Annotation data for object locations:
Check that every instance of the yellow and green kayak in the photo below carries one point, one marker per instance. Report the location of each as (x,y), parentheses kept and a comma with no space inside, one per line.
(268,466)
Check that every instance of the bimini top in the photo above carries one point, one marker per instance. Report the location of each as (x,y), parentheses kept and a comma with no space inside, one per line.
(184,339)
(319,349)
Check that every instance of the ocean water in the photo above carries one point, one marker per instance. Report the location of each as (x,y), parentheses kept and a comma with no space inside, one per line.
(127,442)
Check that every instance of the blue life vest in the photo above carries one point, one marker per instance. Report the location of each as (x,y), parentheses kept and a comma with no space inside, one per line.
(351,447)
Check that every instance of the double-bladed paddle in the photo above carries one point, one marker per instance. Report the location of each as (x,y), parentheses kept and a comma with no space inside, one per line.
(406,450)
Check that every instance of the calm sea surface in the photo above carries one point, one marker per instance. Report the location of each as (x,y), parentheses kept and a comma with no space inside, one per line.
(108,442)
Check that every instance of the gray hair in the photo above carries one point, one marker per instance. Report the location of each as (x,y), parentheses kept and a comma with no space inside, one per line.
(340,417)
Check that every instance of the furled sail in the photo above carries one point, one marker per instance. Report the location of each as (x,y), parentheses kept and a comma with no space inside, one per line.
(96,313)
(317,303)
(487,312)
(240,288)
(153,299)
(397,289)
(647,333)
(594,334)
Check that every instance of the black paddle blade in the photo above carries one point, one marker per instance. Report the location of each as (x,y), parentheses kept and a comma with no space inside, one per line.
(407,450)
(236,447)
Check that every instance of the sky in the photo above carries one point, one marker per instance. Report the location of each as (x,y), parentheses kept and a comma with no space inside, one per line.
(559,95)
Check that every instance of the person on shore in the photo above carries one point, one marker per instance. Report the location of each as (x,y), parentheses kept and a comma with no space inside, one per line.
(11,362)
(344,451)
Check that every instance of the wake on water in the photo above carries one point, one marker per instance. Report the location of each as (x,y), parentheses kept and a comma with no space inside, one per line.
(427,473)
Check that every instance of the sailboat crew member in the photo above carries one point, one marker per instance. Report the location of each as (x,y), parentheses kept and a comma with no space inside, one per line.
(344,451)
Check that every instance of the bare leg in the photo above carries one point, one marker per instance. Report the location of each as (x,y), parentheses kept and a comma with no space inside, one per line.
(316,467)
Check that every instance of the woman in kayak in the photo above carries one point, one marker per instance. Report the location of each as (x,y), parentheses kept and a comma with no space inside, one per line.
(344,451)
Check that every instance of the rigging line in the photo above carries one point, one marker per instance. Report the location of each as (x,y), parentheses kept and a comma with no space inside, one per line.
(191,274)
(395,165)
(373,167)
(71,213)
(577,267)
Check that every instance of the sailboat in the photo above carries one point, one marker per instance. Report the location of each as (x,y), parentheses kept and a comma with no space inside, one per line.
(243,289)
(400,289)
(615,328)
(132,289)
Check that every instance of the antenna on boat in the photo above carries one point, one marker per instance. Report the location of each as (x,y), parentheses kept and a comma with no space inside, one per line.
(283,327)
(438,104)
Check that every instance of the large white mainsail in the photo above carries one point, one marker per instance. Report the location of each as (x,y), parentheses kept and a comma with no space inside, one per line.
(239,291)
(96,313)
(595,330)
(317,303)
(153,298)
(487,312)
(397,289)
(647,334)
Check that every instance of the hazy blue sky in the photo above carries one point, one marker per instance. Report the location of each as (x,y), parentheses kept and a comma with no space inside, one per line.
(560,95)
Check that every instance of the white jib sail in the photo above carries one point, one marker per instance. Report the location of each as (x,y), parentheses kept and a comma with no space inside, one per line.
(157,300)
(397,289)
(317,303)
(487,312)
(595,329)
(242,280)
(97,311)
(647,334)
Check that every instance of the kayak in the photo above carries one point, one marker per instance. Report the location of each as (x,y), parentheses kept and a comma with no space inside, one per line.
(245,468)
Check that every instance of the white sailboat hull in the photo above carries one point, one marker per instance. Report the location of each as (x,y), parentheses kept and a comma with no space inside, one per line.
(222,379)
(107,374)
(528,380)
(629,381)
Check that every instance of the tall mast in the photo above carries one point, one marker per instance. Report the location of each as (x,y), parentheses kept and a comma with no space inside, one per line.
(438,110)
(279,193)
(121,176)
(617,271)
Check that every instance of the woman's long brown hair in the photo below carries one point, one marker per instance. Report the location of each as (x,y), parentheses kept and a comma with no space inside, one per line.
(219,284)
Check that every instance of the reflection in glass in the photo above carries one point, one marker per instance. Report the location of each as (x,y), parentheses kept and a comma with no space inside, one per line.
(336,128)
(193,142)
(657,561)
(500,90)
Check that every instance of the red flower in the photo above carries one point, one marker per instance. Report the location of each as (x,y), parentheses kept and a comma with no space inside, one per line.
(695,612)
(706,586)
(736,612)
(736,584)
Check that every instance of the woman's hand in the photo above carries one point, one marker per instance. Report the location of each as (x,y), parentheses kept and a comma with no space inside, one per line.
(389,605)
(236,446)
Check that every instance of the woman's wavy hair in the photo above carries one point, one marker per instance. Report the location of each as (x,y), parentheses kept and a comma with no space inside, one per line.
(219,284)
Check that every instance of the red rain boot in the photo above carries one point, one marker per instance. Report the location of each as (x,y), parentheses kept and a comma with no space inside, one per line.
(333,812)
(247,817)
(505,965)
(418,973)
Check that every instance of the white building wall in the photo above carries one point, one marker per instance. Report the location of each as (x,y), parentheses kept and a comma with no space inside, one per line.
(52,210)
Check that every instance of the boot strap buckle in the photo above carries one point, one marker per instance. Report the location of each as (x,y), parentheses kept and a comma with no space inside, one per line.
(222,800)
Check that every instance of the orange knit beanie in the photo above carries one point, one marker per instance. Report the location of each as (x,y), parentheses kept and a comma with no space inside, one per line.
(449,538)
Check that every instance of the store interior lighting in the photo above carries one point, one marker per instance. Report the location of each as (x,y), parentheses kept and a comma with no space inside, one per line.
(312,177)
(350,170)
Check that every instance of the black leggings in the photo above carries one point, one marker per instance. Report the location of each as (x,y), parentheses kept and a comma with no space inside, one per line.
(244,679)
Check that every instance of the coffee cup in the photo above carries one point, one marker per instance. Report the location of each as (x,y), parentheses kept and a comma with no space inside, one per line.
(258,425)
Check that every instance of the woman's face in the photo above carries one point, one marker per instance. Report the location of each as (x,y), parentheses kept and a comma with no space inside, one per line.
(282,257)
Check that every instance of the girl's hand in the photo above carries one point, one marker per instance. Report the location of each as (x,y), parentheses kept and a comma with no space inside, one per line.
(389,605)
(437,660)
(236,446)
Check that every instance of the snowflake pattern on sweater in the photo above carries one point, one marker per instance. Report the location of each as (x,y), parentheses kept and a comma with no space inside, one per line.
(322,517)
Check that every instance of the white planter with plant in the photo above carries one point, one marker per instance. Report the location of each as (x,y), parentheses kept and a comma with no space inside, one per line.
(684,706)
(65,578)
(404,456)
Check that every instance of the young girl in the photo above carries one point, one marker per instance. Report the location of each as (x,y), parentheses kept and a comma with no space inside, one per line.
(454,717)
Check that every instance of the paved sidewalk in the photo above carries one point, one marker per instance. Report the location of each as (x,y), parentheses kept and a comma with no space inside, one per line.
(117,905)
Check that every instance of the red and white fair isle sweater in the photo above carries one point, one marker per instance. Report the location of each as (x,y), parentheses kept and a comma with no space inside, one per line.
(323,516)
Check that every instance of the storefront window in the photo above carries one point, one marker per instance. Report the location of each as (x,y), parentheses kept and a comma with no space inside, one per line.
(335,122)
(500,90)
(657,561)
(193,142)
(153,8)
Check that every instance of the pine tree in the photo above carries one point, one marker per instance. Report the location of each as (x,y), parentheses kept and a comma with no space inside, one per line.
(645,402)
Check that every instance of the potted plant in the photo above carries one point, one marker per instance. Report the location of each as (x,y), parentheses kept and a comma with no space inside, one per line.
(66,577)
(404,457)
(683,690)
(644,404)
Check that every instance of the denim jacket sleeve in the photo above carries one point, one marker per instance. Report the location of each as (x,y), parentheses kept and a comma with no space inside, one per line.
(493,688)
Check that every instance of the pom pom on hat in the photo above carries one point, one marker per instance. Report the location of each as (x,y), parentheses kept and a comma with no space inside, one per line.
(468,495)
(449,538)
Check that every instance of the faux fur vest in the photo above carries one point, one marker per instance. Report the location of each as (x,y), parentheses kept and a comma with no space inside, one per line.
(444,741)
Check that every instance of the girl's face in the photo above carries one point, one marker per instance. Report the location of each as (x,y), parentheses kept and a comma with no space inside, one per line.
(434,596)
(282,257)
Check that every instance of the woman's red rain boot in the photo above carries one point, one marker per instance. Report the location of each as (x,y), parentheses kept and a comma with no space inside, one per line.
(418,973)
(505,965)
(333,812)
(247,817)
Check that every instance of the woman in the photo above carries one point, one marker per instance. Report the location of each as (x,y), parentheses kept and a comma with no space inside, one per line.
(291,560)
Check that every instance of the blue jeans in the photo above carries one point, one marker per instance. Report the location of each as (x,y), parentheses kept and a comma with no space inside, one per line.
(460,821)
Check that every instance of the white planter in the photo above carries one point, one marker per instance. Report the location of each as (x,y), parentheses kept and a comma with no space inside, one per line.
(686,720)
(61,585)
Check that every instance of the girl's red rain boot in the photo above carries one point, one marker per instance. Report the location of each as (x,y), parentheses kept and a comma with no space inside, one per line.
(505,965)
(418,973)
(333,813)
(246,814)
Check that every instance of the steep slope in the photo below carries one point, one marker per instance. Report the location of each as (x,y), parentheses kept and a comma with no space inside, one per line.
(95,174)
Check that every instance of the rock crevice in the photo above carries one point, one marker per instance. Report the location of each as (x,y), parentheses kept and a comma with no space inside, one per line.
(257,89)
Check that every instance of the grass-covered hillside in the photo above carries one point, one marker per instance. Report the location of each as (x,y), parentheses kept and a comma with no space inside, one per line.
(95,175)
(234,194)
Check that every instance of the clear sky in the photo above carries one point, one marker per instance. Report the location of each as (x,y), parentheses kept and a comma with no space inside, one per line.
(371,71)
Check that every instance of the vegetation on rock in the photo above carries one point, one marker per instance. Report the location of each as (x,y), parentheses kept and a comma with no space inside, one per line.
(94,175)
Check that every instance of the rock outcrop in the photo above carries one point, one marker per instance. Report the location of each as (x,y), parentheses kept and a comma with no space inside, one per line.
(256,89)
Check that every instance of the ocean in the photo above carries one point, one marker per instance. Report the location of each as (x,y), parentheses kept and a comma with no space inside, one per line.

=== Aim of the exercise ===
Repeat word for word the lines of the data starting at the line that contains "Check that every instance of the rock crevice" and ending with the last line of the data, both included.

=== Response to this exercise ===
Check that every instance of the rock crevice in the photo above carries one point, one marker per instance. Report the location of each as (x,y), parentheses kept and a comma with no space inside, one per line.
(257,89)
Check that every instance of the grass-covered hillside in the photo above carries one point, one marker per instance. Report the location of each as (x,y), parentheses kept and a comma with no space inside, one per line.
(95,175)
(234,194)
Check that every instance of the clear sky in the photo above carries one point, one marker per instance. Report the location of each as (x,y), parentheses kept and a comma with no space inside, one per line.
(371,71)
Check that every instance of the vegetation on rock in the photo above carries one point, one marker per instance. Report the location of each as (x,y), parentheses kept and a comma with no space inside, one per line.
(94,175)
Check that every instance of the rock outcrop in the photo above carries one point, one marker per instance. Report the location of each as (x,y), parentheses kept and a comma with no space inside, one per line.
(256,89)
Check that every instance of the ocean in the photo above carries one point, one marker per instance. Report the location of each as (x,y), parentheses kept and a comma with no space inside, one per line.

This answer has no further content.